EXERCISE GOAL »
Number each line of the material below in order as a list, leaving out any blank lines.

RECORDS FOR THIS EXERCISE »
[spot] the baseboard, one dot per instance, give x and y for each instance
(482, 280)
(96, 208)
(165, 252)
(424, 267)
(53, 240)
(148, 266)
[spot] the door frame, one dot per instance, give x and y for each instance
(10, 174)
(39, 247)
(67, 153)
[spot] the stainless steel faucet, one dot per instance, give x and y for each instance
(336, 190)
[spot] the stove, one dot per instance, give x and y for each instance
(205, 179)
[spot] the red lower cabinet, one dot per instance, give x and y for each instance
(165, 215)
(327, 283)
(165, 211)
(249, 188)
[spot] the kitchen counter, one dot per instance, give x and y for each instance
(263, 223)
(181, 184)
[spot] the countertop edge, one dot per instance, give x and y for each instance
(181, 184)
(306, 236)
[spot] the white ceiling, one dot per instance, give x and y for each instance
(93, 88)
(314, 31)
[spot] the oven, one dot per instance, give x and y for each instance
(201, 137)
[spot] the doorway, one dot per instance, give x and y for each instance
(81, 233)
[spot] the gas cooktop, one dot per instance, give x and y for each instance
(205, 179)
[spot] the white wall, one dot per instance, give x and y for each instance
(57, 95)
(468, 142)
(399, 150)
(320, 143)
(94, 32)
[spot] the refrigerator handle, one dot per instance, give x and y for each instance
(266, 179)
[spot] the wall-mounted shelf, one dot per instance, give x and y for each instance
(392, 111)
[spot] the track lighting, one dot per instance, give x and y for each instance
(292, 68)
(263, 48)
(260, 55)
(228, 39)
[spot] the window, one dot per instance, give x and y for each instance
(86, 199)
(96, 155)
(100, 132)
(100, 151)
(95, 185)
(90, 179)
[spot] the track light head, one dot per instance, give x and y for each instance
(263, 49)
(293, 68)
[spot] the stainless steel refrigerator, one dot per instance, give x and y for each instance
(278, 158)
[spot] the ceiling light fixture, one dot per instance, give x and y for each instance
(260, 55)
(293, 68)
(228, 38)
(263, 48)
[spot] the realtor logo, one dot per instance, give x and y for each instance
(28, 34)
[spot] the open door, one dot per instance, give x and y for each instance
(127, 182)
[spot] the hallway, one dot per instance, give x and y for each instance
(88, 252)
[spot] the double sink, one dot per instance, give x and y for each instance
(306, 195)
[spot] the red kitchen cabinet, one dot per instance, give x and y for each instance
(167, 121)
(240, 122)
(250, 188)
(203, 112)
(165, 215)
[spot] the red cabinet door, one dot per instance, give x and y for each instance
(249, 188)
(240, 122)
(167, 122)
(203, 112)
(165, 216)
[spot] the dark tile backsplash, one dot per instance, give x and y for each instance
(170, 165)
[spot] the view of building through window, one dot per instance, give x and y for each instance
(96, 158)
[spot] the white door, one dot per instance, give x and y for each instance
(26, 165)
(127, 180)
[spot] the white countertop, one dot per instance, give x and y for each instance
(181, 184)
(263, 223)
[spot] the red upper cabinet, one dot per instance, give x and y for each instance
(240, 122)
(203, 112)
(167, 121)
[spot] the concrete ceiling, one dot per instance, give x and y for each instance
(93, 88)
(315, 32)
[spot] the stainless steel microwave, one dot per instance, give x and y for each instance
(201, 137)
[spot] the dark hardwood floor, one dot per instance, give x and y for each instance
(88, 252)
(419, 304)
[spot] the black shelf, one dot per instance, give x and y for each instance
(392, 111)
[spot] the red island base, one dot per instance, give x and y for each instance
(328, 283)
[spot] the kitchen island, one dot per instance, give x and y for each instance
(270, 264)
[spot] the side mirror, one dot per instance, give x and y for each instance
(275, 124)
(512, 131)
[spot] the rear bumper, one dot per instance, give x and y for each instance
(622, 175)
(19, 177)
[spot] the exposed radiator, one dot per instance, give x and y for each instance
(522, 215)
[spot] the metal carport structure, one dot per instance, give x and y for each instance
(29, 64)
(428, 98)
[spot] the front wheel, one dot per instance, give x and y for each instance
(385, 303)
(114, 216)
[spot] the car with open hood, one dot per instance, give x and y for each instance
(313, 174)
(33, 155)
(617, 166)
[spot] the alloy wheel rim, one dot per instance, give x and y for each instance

EXPECTED ANSWER »
1. [spot] the baseboard, one dot per instance, give x and y for each instance
2. (482, 280)
3. (96, 208)
4. (165, 252)
5. (424, 267)
6. (53, 240)
7. (148, 266)
8. [spot] the door frame, one dot per instance, give x and y for each instance
9. (10, 174)
10. (39, 247)
11. (67, 153)
12. [spot] the stainless steel faucet, one dot per instance, give x and y for each instance
13. (336, 190)
14. [spot] the stove, one dot per instance, give x and y for each instance
15. (205, 179)
16. [spot] the red lower cabinet, one dot per instance, give x and y for each instance
17. (165, 215)
18. (327, 283)
19. (165, 211)
20. (249, 188)
21. [spot] the kitchen counter, one dot per instance, give x and y for each instance
22. (263, 223)
23. (181, 184)
24. [spot] the countertop edge, one dot per instance, give x and y for each instance
25. (181, 184)
26. (306, 236)
27. [spot] the white ceiling, one dot per instance, give x and y for each instance
28. (93, 88)
29. (314, 31)
30. [spot] the oven, one dot per instance, give x and y for each instance
31. (201, 137)
32. [spot] the doorway, one dot per instance, give x and y for each instance
33. (81, 233)
34. [spot] the gas cooktop, one dot per instance, give x and y for each instance
35. (205, 179)
36. [spot] the white wall, one dot per instance, give x and y for each instance
37. (57, 95)
38. (468, 142)
39. (399, 150)
40. (320, 143)
41. (94, 32)
42. [spot] the refrigerator handle, one dot per instance, give x and y for each instance
43. (266, 179)
44. [spot] the wall-mounted shelf, one dot per instance, give x and y for each instance
45. (392, 111)
46. [spot] the track lighting, one dot per instance, give x and y for each instance
47. (292, 68)
48. (263, 48)
49. (260, 55)
50. (228, 39)
51. [spot] the window, one dot per instance, give x and y for each instance
52. (86, 199)
53. (96, 155)
54. (100, 132)
55. (100, 151)
56. (95, 185)
57. (90, 179)
58. [spot] the track light head, one dot per instance, give x and y for each instance
59. (263, 49)
60. (293, 68)
61. [spot] the stainless steel refrigerator, one dot per instance, give x and y for each instance
62. (278, 158)
63. [spot] the ceiling light fixture, one dot per instance, give x and y for each instance
64. (260, 55)
65. (293, 68)
66. (228, 38)
67. (263, 48)
68. [spot] the realtor logo, one dot per instance, give x and y for each instance
69. (28, 34)
70. [spot] the open door, one dot per instance, give x and y for each instance
71. (127, 182)
72. [spot] the hallway, one dot per instance, give x and y for each instance
73. (88, 252)
74. [spot] the double sink, one dot per instance, give x and y for each instance
75. (306, 195)
76. [spot] the red kitchen cabinet, one dot per instance, give x and y for each instance
77. (167, 121)
78. (240, 122)
79. (250, 188)
80. (203, 112)
81. (165, 215)
82. [spot] the red cabinet door, one dot per instance, give x and y for each instance
83. (249, 188)
84. (240, 122)
85. (167, 122)
86. (203, 112)
87. (165, 216)
88. [spot] the dark tile backsplash, one dot per instance, give x and y for each instance
89. (170, 165)
90. [spot] the view of building through window, one dot per instance, give x and y for each instance
91. (96, 158)
92. [spot] the white door, one dot per instance, give x and y for each instance
93. (26, 165)
94. (127, 180)
95. [spot] the white countertop, one dot per instance, give x and y for each instance
96. (181, 184)
97. (263, 223)
98. [spot] the red upper cabinet, one dot per instance, give x and y for each instance
99. (240, 122)
100. (203, 112)
101. (167, 121)
102. [spot] the concrete ceiling, one dot per instance, give x and y for each instance
103. (93, 88)
104. (315, 32)
105. [spot] the stainless steel microwave, one dot per instance, give x and y for each instance
106. (201, 137)
107. [spot] the dark hardwood floor, one dot per instance, give x and y for each instance
108. (88, 252)
109. (419, 304)
110. [spot] the black shelf, one dot per instance, give x and y for each instance
111. (392, 111)
112. [spot] the red island base, one dot per instance, give x and y for each instance
113. (328, 283)
114. [spot] the kitchen island, one dot per instance, give x and y for each instance
115. (270, 264)
116. [spot] the side mirror, one dot per instance, give x and y for each instance
117. (275, 124)
118. (512, 131)
119. [spot] the rear bumper, one dot per instance, give x and y for each instance
120. (622, 175)
121. (19, 177)
122. [spot] the exposed radiator, one dot per instance, give x and y for each instance
123. (522, 215)
124. [spot] the metal carport structure, one dot per instance, give x and y for each instance
125. (29, 64)
126. (428, 98)
127. [spot] the front wheel, one dot per instance, give x and y for each instance
128. (385, 303)
129. (114, 216)
130. [spot] the car with open hood, one dot per instance, give x and y for each instance
131. (313, 174)
132. (33, 155)
133. (617, 166)
134. [spot] the alloy wheel rim, one dot per instance, give x and y for each instance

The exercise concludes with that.